Saturday 9 March 2019

Twenty 20th Century intellectual heroes, Part 2: from Eric Hoffer to Colin Wilson

You can find the first part of this post - "Twenty 20th Century intellectual heroes, Part 1: from Jung to C.S. Lewis" - here.

11. Eric Hoffer
A self-taught San Francisco longshoreman who wrote The True Believer (1951), an astonishingly insightful book about why some (mostly young) people become fanatical members of violent cults, sects and political organisations - and why they become more fanatical and violent over time. I wrote about Eric Hoffer here.

12. Simone Weil
I've recently been re-reading the American modernist poet Wallace Stevens (1879-1955). I tend to dip in...

...every few years, and I'm not sure why, because - besides his philosophical obsession with our inability to experience things as they are in themselves, rather than as they appear to us - it's often hard to make sense of his work. Nevertheless - apart from appreciating the sheer beauty of much of his verse - some of his poems seem to make some sort of sense to me at a subconscious level. I feel much the same way about the epigrammatic writings of the French, Jewish, Christian, left-wing activist, thinker and mystic, Simone Weil, who essentially starved herself to death while in exile in London in 1943, working for the Free French cause. According to taste, contemporaries thought she was either a saint or a lunatic (her boss, Charles de Gaulle, thought she was mad). Similarly, her books - of which my favourite is Gravity and Grace - are by turns infuriating and intellectually and spiritually exhilarating.  One brief example of her style will have to serve as an illustration: “The capacity to drive a thought away once and for all is the gateway to eternity. The infinite in an instant.” That's twaddle, of course - but it's also one of the truest things I've ever read.

13. Thomas Merton
Merton was an American Trappist monk whose spiritual autobiographical, The Seven-Storey Mountain, caused a flood of applications to monasteries from the writer's young countrymen. It didn't have quite as strong an effect on me when I first read it a quarter of a century ago - but his experiences as a Cambridge undergraduate somehow made sense of my own. Apart from the New Testament itself, when in need of spiritual sustenance, I've turned to Merton's books more than to those of any other writer (despite his penchant for social activism and his distressing habit of using the word "interiorly" instead of "inside").

Data records >>

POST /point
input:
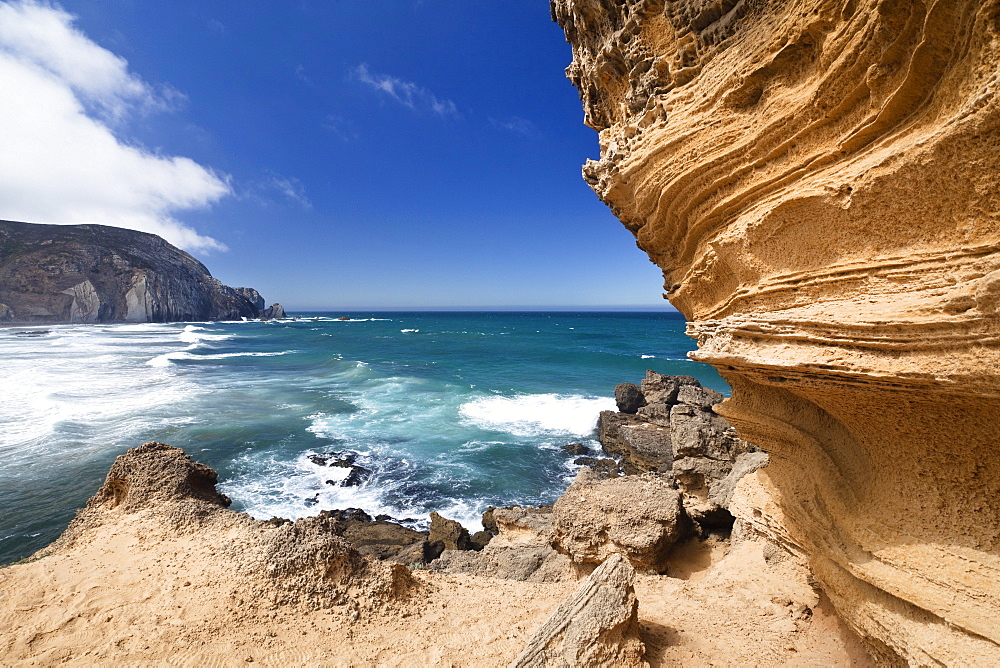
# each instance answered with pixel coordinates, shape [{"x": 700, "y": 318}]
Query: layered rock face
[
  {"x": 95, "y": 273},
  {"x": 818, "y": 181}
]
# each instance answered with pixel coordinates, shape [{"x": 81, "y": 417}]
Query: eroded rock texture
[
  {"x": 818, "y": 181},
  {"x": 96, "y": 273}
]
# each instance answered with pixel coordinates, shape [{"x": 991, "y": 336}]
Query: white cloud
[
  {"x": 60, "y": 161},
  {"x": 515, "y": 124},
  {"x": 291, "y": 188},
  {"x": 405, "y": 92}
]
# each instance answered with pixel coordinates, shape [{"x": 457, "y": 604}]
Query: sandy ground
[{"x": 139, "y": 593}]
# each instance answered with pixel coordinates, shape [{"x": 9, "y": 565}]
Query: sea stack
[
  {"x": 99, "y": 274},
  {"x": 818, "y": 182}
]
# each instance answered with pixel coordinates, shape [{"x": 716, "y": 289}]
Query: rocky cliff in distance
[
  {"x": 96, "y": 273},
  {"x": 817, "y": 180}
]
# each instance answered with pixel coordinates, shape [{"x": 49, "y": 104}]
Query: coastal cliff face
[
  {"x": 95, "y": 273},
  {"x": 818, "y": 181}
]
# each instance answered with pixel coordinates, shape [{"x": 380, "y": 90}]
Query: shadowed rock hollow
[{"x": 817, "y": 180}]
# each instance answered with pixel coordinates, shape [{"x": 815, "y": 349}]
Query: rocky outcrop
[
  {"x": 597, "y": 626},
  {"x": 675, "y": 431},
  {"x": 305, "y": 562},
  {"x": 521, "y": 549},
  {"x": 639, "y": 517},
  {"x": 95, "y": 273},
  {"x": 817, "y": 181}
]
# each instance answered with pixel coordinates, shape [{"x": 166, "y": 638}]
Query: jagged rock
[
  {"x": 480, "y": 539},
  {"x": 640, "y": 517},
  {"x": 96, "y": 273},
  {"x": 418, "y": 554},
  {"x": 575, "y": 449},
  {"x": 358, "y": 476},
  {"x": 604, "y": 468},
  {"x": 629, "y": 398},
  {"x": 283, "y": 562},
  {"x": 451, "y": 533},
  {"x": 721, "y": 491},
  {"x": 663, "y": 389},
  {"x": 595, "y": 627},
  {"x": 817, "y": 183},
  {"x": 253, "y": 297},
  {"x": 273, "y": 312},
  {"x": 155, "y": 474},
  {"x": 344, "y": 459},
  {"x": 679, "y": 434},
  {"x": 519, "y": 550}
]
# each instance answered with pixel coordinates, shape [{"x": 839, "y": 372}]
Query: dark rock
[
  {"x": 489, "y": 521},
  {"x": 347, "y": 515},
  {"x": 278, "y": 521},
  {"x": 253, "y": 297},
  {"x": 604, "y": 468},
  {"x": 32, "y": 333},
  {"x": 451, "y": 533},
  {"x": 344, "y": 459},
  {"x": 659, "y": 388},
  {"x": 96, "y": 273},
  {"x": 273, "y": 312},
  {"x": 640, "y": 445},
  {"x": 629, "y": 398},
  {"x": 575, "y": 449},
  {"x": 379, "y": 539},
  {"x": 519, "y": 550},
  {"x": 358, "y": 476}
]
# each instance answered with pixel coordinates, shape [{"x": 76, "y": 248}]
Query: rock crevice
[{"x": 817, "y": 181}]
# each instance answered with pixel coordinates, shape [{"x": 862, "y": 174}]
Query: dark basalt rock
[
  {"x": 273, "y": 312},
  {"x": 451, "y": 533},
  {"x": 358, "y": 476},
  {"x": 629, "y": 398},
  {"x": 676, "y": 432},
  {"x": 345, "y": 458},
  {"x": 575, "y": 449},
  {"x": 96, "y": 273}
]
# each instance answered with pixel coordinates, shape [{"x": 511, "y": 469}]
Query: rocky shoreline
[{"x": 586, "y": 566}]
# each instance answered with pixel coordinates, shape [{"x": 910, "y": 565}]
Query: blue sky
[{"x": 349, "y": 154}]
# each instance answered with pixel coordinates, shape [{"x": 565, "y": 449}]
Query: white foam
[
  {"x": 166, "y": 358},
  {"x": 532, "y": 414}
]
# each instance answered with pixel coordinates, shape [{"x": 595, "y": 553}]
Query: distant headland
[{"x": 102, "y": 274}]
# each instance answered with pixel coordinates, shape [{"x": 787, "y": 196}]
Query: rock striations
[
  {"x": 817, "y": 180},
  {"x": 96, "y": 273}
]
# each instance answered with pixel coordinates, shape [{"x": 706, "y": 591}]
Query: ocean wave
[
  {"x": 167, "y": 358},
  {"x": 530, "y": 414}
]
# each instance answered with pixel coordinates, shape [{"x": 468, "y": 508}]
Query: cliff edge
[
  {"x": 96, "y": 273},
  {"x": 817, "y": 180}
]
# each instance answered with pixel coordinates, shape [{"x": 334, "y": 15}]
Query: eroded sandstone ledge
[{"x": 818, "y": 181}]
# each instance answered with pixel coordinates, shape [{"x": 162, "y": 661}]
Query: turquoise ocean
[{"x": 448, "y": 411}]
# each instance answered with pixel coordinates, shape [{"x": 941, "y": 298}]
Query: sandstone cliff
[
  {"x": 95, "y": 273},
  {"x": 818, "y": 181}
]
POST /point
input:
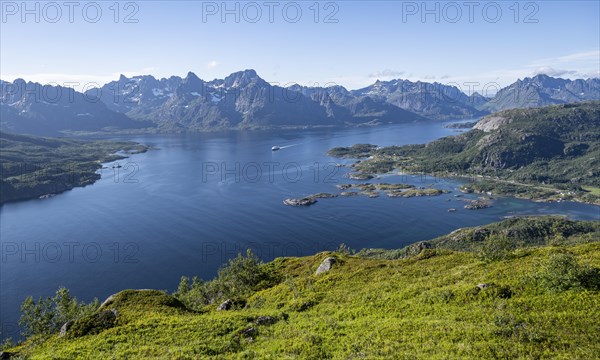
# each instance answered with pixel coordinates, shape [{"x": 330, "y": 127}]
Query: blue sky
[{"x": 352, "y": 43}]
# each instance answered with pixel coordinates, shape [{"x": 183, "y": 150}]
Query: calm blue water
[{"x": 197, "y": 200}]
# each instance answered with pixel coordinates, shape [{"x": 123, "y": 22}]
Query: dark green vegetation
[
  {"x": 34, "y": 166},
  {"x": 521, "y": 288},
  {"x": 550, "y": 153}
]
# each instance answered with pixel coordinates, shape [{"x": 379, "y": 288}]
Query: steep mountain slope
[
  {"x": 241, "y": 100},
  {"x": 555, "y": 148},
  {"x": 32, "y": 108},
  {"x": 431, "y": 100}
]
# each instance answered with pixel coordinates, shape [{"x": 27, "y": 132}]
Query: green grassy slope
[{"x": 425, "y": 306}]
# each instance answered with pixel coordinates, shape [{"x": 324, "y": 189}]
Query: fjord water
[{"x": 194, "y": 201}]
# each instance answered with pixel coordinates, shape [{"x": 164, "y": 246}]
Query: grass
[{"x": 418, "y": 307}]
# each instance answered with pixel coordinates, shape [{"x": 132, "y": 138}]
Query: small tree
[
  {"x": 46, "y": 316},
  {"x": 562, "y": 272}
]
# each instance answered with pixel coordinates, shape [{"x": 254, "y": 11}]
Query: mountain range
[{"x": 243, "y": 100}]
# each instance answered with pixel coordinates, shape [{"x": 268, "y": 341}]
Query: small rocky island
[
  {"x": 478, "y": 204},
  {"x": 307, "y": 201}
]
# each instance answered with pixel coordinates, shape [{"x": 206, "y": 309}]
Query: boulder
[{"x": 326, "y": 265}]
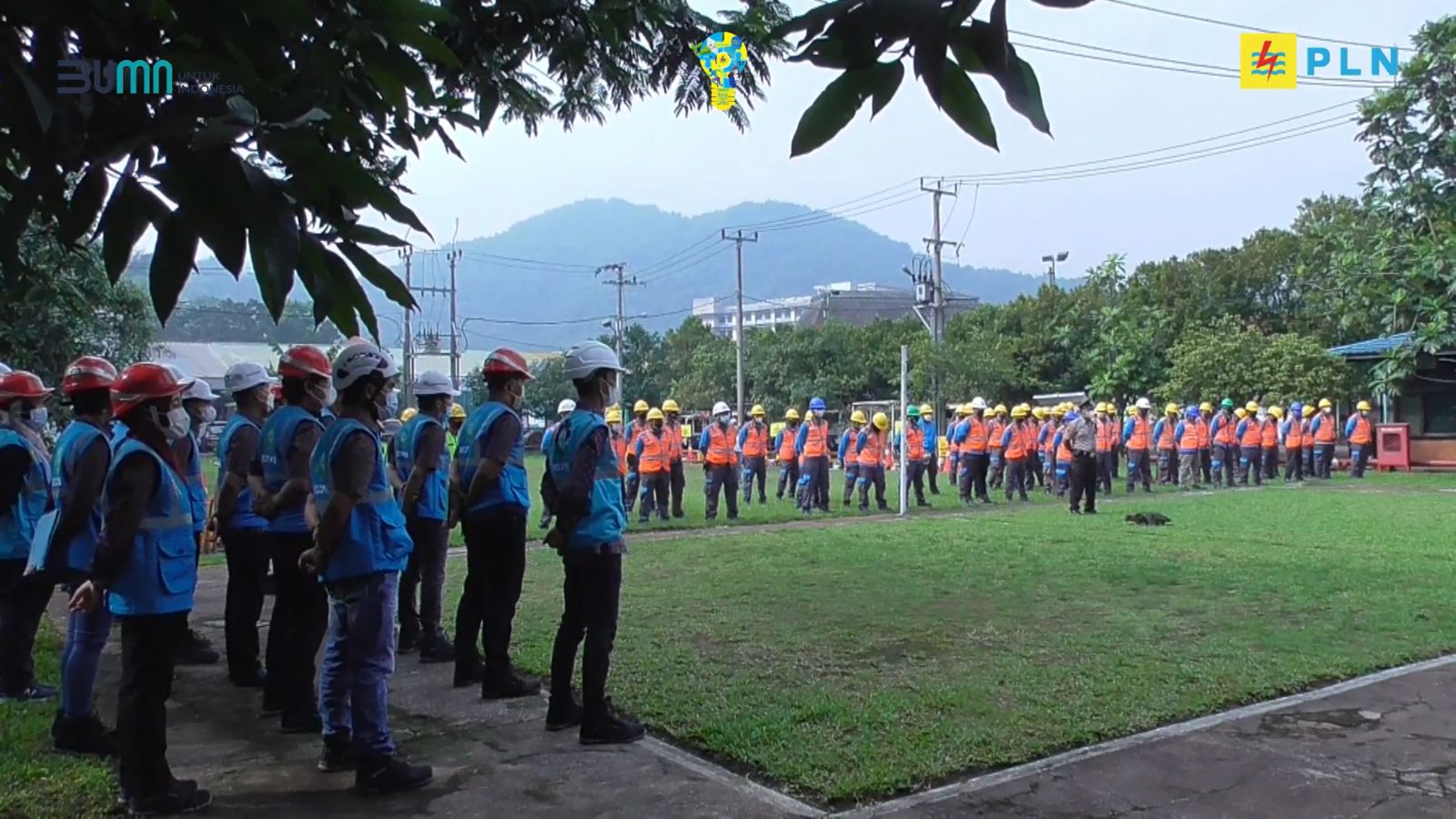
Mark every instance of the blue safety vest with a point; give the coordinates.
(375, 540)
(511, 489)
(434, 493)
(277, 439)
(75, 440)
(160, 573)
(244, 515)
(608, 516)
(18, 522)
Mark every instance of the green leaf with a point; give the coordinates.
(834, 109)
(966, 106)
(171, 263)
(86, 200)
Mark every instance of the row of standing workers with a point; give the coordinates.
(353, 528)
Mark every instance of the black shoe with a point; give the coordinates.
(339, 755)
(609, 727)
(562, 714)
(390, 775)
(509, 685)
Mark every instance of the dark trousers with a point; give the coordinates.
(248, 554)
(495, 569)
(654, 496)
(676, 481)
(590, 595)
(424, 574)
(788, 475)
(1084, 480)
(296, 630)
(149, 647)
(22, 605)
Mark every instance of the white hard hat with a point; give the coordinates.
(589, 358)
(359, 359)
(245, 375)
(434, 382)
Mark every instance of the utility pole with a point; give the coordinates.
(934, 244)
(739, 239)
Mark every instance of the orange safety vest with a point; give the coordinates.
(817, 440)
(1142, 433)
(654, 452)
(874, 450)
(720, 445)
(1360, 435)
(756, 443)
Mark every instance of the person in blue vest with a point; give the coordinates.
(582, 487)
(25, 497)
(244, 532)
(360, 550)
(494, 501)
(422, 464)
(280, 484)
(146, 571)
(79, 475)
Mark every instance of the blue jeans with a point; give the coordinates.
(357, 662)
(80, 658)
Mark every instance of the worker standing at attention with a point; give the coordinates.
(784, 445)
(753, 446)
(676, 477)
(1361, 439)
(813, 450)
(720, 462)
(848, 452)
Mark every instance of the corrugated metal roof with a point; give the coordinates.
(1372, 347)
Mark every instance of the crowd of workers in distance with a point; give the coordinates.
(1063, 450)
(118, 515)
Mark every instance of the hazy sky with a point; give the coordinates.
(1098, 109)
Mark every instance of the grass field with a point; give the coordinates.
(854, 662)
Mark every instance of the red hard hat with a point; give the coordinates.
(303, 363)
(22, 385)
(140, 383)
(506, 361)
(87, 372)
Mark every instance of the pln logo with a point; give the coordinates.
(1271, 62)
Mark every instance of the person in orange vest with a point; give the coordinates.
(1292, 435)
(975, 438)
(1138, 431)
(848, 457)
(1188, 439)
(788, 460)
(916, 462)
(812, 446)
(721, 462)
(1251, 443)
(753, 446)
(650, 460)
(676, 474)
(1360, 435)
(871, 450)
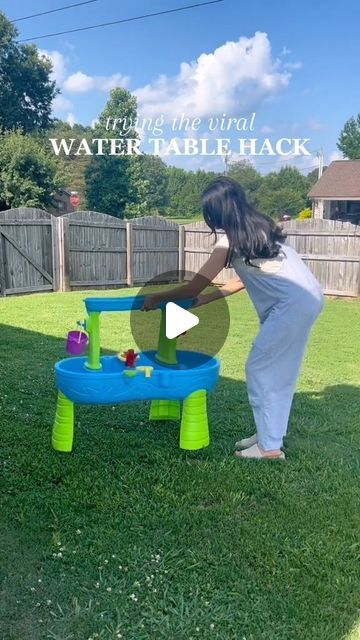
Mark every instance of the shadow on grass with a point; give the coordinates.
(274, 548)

To be done >>
1. Do these statements agree with the intellectual heroes post? For each, answer yes or no and quote the words that decide it. (a) Eric Hoffer worked as a longshoreman in San Francisco. (b) Simone Weil died while in exile in Paris. (c) The writer first read The Seven-Storey Mountain about twenty-five years ago.
2. According to the intellectual heroes post, who thought Simone Weil was mad?
3. Reproduce everything in the intellectual heroes post from "Saturday 9 March" down to "about Eric Hoffer here.".
The lines have nothing to do with the intellectual heroes post.

Problem solutions >>
1.
(a) Yes: "A self-taught San Francisco longshoreman"
(b) No: "while in exile in London in 1943"
(c) Yes: "when I first read it a quarter of a century ago"

2. Her boss, Charles de Gaulle.

3.
Saturday 9 March 2019

Twenty 20th Century intellectual heroes, Part 2: from Eric Hoffer to Colin Wilson

You can find the first part of this post - "Twenty 20th Century intellectual heroes, Part 1: from Jung to C.S. Lewis" - here.

11. Eric Hoffer
A self-taught San Francisco longshoreman who wrote The True Believer (1951), an astonishingly insightful book about why some (mostly young) people become fanatical members of violent cults, sects and political organisations - and why they become more fanatical and violent over time. I wrote about Eric Hoffer here.